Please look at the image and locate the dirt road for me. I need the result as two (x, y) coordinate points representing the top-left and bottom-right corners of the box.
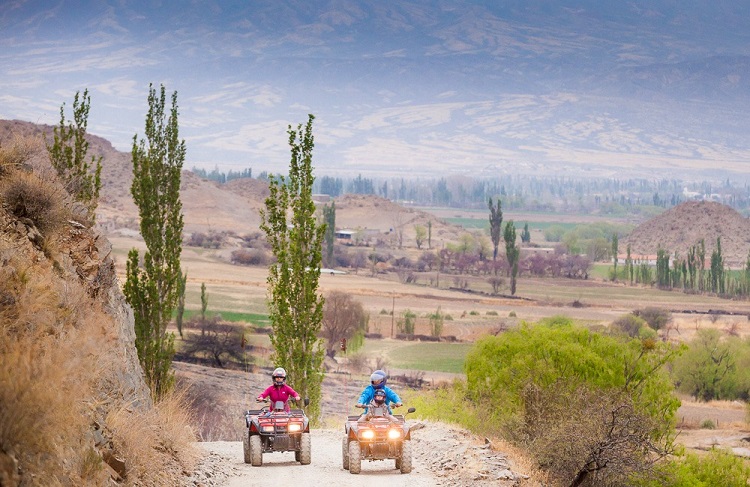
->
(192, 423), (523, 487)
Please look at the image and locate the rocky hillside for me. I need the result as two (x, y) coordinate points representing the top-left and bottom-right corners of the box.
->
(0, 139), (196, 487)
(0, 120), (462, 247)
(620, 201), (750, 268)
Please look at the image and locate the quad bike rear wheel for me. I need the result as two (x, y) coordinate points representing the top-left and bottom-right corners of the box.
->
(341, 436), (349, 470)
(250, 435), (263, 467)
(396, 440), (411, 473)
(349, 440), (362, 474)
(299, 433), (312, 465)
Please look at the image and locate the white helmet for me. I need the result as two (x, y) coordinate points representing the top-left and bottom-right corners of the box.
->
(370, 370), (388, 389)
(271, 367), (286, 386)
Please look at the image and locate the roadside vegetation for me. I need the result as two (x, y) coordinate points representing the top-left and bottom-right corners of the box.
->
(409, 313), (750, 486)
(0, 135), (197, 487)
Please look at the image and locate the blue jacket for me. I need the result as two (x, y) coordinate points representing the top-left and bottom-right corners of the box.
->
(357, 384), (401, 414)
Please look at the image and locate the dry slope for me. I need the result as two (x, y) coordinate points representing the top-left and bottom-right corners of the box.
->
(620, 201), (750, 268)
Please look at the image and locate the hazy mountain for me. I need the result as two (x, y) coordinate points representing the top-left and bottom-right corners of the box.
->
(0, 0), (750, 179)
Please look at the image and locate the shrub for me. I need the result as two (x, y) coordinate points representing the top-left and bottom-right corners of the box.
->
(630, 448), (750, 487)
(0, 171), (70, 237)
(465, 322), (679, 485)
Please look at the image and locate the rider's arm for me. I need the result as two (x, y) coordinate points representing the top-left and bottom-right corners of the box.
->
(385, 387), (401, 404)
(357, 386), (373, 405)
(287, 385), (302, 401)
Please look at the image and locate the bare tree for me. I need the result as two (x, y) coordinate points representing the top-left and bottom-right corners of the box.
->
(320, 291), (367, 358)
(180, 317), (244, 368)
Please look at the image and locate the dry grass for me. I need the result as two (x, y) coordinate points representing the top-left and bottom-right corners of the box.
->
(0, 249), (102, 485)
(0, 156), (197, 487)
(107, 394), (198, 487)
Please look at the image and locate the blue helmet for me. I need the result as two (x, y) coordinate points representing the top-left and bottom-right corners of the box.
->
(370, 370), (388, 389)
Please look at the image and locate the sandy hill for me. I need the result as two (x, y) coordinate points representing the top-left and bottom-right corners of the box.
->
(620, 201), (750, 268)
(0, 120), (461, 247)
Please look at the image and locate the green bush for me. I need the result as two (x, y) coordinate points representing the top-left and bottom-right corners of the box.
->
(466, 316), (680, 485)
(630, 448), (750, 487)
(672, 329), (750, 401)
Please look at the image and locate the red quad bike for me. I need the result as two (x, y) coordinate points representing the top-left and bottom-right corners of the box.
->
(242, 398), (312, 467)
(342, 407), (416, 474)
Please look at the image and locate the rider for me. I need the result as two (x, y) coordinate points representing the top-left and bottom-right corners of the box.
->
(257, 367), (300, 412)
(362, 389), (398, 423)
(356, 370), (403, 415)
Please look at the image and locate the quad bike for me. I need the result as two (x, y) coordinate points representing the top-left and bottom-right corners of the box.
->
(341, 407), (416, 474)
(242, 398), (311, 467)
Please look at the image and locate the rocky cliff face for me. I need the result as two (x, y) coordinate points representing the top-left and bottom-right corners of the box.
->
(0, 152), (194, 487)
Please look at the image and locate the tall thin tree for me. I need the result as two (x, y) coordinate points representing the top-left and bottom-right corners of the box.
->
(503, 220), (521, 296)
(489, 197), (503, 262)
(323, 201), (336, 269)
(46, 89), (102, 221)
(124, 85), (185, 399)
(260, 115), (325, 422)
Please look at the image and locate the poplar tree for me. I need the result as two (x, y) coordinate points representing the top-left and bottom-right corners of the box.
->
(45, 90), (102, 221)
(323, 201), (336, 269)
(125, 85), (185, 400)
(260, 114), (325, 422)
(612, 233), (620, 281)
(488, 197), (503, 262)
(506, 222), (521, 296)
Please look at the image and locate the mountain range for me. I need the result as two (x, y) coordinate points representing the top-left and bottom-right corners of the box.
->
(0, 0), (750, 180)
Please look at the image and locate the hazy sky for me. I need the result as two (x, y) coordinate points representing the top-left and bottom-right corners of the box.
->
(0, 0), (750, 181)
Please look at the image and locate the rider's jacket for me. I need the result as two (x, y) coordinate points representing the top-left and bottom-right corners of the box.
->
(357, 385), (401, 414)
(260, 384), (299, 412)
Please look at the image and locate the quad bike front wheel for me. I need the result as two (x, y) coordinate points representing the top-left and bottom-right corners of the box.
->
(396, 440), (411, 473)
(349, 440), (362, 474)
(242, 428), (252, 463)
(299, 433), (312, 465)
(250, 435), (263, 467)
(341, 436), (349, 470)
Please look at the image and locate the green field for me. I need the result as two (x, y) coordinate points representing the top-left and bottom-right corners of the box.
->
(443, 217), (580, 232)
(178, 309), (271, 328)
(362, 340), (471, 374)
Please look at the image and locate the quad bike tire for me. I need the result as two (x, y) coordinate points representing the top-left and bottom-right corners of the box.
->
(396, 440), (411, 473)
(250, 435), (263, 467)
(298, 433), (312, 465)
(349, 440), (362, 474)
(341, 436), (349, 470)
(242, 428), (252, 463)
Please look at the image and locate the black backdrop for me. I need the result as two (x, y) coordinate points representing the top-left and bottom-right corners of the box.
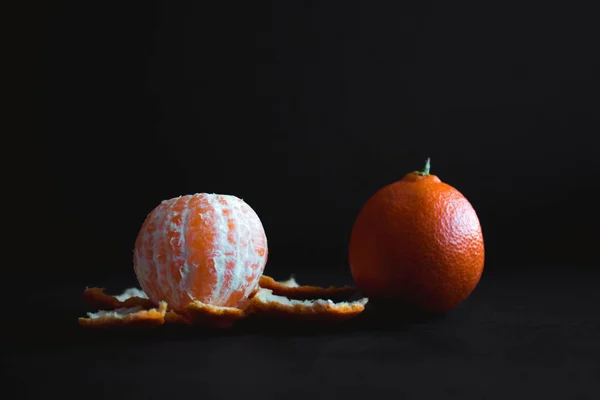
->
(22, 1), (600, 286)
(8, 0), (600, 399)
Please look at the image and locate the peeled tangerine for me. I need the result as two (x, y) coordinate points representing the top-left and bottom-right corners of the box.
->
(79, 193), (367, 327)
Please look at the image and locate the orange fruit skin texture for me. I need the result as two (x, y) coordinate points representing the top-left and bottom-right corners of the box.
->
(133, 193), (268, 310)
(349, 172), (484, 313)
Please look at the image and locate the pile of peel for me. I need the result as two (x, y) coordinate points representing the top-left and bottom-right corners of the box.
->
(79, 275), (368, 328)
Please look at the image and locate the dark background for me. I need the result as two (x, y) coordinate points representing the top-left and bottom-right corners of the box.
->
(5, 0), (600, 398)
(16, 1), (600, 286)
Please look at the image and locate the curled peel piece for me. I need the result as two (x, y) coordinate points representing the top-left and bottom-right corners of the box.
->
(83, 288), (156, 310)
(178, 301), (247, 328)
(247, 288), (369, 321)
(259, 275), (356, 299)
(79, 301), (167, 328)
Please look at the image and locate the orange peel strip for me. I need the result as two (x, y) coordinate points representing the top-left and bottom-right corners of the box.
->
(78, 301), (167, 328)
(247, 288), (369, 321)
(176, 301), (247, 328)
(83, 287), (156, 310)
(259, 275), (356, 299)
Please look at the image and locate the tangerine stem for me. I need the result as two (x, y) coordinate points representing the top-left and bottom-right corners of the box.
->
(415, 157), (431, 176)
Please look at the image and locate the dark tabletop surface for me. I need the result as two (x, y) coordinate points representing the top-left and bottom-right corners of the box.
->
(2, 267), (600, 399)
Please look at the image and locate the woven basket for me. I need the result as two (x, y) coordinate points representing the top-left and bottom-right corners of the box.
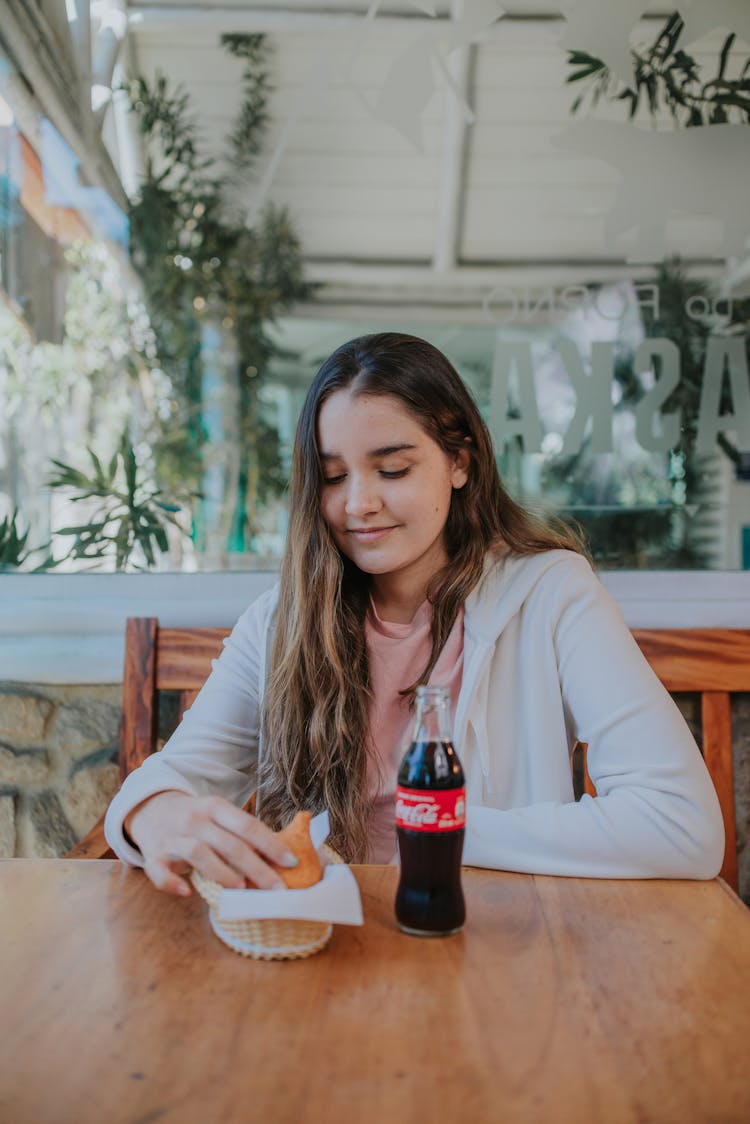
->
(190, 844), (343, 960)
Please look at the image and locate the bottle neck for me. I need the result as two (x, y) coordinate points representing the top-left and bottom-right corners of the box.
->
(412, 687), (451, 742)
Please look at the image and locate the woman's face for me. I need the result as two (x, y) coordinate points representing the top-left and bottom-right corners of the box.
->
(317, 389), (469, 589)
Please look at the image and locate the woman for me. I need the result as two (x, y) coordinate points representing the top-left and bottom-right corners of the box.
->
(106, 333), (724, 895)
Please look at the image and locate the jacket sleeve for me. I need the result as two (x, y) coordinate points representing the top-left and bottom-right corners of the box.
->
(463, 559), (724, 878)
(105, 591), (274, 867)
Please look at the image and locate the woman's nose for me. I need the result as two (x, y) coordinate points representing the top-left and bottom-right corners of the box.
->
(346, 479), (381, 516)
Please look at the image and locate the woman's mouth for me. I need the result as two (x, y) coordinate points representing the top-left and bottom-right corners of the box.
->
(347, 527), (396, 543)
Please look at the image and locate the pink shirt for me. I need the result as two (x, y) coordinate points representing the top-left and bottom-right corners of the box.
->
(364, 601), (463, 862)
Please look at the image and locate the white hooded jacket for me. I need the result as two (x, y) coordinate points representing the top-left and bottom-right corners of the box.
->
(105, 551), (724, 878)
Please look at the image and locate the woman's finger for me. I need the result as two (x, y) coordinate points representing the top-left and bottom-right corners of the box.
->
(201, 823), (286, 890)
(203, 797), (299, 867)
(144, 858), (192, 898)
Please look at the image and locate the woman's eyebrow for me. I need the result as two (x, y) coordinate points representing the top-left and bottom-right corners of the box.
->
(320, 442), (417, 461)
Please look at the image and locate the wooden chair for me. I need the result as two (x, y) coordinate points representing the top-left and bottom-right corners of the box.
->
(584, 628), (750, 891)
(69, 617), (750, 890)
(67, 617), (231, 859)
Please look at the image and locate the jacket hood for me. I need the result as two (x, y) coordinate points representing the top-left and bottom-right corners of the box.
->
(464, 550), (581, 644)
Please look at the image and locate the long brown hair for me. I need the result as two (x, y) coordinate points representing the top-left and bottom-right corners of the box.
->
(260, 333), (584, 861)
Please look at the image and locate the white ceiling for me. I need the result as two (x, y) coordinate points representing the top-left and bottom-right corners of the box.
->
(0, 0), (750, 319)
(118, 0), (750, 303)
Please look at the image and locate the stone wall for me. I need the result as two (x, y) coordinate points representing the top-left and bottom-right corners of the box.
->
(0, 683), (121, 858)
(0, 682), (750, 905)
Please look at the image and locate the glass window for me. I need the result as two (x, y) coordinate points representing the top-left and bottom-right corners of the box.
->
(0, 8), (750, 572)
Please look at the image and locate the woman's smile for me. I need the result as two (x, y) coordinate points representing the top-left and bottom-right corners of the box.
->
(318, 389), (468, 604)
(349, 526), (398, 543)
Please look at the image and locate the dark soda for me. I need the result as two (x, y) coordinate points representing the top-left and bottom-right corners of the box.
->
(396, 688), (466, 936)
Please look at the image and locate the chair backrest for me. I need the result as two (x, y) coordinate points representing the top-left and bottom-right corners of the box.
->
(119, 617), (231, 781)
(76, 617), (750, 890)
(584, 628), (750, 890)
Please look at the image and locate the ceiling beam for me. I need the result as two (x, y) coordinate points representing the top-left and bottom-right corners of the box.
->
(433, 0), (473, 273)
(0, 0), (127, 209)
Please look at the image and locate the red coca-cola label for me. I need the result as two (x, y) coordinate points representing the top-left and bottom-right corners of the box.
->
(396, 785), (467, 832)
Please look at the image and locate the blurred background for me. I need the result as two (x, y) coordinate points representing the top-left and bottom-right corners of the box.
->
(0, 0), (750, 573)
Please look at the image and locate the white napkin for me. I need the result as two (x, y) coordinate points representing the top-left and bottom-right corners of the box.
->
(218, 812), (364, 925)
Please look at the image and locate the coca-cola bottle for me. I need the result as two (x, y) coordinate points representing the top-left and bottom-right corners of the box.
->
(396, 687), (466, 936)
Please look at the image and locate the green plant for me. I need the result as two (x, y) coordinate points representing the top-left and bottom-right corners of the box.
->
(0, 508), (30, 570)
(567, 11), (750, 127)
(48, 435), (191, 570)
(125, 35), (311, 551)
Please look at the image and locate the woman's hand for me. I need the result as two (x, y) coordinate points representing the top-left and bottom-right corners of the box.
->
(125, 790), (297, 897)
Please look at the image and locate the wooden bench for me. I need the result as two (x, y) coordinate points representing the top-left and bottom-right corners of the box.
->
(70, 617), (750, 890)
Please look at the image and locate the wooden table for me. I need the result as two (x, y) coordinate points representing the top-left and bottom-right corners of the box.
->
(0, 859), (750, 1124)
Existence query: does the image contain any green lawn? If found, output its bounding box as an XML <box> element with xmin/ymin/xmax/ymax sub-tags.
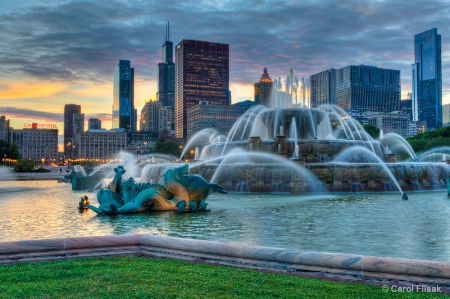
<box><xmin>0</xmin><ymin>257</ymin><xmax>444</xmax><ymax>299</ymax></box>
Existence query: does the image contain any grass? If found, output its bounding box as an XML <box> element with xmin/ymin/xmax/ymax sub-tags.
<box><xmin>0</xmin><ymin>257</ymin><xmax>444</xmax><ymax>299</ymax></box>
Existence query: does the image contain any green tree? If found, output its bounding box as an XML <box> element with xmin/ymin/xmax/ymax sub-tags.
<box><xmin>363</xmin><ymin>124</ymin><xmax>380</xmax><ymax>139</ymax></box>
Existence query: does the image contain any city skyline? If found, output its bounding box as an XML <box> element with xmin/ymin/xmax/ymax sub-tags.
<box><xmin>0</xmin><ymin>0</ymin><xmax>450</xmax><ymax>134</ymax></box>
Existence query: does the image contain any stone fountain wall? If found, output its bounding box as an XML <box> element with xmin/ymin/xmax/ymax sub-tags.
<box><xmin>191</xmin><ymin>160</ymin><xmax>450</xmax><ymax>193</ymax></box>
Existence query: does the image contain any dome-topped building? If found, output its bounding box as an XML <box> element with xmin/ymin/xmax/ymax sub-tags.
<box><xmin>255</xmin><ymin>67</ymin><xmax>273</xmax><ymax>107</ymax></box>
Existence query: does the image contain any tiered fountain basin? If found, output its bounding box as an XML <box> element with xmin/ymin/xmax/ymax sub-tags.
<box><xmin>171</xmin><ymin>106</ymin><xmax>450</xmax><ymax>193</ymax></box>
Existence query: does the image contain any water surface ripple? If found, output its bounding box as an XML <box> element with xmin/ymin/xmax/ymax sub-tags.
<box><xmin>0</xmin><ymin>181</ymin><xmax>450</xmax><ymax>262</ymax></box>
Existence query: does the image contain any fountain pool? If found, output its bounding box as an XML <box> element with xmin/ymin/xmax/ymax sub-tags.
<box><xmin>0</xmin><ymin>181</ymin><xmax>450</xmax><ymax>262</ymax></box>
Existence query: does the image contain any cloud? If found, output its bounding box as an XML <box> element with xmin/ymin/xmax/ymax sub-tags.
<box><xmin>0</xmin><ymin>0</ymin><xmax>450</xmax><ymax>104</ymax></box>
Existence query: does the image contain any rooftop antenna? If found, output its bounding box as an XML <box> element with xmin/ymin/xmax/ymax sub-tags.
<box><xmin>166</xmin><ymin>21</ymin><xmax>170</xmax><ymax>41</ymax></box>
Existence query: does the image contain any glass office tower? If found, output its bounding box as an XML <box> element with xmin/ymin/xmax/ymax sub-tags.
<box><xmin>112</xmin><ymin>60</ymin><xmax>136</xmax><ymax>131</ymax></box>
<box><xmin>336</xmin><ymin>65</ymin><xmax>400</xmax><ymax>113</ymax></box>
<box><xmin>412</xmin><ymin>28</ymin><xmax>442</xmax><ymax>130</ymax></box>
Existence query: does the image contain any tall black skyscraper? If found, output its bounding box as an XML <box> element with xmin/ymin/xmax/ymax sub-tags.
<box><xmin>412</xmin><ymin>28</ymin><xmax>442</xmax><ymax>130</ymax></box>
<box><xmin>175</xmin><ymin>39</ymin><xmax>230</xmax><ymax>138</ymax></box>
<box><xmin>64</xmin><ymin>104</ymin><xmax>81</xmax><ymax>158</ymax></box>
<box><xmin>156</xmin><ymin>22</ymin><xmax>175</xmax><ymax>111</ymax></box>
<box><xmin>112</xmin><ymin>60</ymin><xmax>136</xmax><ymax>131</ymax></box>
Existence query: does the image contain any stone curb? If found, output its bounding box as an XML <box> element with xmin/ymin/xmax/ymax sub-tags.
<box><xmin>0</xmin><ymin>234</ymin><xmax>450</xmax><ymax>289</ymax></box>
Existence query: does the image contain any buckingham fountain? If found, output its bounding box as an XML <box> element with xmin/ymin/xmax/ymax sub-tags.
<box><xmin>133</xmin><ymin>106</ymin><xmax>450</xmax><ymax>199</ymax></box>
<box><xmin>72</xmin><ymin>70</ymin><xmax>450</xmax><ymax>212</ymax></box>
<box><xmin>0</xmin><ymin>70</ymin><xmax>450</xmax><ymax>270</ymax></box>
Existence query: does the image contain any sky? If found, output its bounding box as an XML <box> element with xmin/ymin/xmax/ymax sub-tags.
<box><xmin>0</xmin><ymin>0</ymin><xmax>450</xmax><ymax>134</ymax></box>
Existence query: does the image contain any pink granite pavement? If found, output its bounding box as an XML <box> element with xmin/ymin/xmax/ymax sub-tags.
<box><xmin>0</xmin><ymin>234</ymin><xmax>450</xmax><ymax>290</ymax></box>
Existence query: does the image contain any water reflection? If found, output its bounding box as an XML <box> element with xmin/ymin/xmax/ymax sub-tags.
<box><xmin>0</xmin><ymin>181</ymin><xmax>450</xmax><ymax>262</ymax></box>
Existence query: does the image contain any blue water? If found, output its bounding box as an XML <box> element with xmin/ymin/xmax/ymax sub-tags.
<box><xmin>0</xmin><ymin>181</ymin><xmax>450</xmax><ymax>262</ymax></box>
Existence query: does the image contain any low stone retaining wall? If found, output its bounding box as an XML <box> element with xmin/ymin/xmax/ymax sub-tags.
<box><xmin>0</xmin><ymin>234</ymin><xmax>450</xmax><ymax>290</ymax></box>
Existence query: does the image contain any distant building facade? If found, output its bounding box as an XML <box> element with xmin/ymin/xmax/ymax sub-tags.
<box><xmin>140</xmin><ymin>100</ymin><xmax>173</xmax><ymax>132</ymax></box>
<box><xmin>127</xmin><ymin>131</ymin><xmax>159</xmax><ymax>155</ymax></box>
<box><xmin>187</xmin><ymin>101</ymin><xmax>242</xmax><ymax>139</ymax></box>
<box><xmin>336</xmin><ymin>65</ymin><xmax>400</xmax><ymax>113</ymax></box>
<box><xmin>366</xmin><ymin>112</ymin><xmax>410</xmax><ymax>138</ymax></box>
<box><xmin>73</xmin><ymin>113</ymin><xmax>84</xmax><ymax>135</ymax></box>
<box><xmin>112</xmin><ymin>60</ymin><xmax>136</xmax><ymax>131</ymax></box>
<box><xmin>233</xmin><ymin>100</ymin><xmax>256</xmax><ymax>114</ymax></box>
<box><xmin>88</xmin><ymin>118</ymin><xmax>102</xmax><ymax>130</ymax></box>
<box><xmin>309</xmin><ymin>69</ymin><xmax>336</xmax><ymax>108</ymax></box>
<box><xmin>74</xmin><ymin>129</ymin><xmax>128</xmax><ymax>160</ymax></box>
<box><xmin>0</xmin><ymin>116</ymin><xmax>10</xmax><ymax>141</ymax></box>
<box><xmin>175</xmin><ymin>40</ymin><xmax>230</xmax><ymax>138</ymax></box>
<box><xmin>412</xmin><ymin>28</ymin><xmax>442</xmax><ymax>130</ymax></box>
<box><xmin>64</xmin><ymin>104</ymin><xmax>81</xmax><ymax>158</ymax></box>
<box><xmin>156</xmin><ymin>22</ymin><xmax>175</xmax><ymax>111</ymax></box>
○ ○ ○ ○ ○
Pick out every line in the records that contains the word "surface", and copy each of those lines.

Response to the task:
Please look at the image and locate the dark tabletop surface for me. I need the result as two (x, y) coordinate points representing the top-left and bottom-right corners of the box.
Existence query: does the image contain any water surface ripple? If found, output its bounding box as an XML <box> element with xmin/ymin/xmax/ymax sub-tags.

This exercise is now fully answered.